**RECORDS FOR THIS TASK**
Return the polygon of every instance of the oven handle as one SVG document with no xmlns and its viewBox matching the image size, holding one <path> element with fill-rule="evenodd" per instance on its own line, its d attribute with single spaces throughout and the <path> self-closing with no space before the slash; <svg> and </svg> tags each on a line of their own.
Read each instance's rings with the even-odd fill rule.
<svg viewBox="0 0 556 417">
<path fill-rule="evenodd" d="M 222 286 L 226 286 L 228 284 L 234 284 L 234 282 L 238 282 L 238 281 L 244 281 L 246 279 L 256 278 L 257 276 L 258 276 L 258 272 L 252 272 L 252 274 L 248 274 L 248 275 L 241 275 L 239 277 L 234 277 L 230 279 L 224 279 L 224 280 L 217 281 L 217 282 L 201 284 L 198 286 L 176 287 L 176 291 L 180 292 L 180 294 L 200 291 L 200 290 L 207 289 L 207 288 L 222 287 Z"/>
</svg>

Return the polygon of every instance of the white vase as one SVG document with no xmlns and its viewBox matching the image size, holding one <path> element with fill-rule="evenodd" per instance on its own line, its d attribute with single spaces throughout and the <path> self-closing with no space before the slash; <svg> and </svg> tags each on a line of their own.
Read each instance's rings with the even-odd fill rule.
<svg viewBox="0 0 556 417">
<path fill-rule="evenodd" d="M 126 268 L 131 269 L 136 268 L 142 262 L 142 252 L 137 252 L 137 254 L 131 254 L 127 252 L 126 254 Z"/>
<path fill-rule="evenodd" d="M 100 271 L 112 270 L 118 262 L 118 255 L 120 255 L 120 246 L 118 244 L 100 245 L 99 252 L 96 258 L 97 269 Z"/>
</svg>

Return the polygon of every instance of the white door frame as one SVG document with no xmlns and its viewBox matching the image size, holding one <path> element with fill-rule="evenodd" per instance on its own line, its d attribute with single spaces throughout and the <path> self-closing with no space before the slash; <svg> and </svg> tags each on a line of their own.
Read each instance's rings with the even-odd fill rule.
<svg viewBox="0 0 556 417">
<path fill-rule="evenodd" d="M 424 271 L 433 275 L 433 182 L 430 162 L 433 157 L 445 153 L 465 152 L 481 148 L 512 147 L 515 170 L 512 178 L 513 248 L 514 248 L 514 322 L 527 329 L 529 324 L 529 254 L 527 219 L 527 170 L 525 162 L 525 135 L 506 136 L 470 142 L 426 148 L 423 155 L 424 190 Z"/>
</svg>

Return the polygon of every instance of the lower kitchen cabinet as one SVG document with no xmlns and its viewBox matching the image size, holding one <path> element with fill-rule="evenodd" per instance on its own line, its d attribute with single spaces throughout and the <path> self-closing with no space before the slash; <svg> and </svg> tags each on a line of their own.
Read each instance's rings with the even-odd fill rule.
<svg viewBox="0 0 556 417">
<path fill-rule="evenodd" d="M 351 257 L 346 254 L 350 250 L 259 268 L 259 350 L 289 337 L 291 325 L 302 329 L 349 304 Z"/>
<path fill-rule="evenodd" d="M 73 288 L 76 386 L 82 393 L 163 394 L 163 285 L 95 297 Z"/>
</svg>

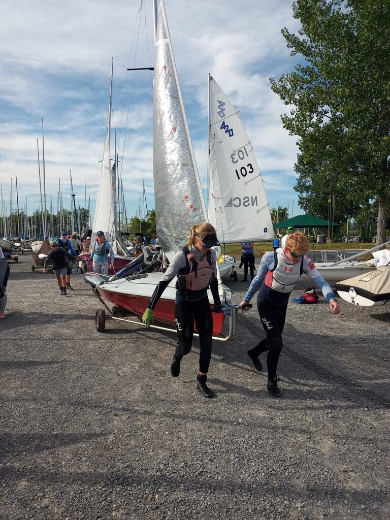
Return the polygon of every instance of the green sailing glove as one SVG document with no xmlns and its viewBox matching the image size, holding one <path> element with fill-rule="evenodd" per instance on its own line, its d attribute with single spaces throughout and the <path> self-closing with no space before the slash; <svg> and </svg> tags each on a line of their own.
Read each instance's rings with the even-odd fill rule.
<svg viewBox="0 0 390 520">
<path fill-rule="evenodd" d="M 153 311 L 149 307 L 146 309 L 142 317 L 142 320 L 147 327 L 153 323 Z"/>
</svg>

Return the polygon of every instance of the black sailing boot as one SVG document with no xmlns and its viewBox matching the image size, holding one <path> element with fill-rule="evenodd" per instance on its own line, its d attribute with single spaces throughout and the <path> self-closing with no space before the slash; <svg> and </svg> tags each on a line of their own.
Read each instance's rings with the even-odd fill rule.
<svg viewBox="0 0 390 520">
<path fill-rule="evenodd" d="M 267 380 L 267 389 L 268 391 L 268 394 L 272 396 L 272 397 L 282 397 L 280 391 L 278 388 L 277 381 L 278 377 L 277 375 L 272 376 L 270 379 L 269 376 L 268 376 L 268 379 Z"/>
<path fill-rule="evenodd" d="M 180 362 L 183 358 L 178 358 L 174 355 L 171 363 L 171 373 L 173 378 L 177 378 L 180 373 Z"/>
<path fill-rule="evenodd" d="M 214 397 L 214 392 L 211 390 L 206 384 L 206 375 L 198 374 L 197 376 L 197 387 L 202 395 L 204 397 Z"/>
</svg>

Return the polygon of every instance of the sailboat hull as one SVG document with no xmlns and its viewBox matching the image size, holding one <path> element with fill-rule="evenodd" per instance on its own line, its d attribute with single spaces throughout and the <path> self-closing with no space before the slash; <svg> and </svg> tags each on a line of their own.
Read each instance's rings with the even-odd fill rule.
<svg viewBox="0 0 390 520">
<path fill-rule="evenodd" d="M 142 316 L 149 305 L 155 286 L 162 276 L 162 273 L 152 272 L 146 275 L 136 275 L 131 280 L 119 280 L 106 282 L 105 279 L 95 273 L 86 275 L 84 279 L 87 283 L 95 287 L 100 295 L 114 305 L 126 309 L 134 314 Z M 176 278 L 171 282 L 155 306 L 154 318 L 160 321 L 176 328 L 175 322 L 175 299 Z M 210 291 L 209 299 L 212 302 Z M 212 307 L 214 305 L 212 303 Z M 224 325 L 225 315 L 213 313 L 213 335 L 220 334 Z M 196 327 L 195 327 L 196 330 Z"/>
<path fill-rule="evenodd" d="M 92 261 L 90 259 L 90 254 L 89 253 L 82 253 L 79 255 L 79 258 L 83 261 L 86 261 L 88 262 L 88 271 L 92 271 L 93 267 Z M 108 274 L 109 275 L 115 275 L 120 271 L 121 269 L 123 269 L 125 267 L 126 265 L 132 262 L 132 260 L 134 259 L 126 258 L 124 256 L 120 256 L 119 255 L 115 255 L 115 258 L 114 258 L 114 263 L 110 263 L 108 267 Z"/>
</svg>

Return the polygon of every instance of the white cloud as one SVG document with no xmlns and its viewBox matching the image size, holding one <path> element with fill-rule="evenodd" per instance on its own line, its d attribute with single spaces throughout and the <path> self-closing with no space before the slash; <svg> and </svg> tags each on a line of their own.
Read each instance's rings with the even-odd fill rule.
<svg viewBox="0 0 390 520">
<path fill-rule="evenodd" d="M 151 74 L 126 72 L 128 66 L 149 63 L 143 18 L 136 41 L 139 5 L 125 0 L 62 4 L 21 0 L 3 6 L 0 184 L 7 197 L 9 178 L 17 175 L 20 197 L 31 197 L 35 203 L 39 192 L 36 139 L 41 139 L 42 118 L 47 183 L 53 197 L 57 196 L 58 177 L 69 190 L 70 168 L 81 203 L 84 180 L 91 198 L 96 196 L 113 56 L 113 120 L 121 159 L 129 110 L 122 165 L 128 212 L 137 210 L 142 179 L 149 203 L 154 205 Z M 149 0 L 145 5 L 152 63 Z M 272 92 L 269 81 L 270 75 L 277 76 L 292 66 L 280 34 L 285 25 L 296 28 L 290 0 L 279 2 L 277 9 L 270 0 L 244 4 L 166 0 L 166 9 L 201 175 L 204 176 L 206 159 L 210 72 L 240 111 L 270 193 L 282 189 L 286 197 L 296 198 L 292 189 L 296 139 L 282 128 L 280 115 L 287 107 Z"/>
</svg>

--

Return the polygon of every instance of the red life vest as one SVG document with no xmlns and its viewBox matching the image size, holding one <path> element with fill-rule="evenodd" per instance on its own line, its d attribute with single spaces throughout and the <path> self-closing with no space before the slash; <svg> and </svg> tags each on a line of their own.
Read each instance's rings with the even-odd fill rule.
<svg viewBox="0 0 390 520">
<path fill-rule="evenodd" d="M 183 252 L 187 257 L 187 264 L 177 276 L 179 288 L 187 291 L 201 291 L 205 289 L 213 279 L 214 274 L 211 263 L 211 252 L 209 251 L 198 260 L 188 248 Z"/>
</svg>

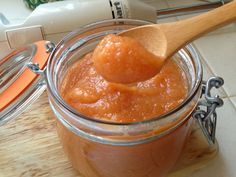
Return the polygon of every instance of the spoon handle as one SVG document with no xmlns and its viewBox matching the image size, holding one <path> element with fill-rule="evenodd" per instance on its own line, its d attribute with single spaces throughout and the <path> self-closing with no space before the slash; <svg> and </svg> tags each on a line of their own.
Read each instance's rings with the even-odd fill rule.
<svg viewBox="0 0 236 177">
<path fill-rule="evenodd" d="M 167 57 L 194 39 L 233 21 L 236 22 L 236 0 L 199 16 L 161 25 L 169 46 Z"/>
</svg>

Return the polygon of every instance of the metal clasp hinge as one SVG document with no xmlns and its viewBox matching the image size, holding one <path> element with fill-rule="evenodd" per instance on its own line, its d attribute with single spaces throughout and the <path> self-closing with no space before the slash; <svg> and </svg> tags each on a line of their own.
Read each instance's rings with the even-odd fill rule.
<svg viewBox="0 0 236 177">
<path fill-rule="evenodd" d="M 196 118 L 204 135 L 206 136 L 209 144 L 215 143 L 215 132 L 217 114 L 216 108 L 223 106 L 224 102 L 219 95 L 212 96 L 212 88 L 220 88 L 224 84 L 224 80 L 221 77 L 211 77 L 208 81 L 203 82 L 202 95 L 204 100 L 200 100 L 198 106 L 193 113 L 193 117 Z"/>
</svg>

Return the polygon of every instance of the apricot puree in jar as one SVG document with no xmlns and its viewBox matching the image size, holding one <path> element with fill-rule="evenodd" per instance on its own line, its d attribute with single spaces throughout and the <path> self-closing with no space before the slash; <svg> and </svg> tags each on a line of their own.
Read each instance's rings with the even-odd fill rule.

**OBJECTIVE**
Copy out, character for character, the lines from the one containing "Return the polygon of every instance of the black" up to and including the one containing "267 380 L 267".

**CORRECT ANSWER**
Return the polygon of every instance of the black sailing boot as one SVG document with no xmlns and its viewBox matching the image size, holding one <path> element with fill-rule="evenodd" per instance on its own line, its d attribute with single spaces throughout and the <path> self-closing with no space before the slash; <svg> and </svg> tags each on a line of their own.
Read each instance's rings with the even-odd fill rule.
<svg viewBox="0 0 390 520">
<path fill-rule="evenodd" d="M 267 380 L 267 389 L 268 391 L 268 394 L 272 396 L 272 397 L 282 397 L 280 391 L 278 388 L 277 381 L 278 377 L 277 375 L 272 376 L 270 379 L 269 376 L 268 376 L 268 379 Z"/>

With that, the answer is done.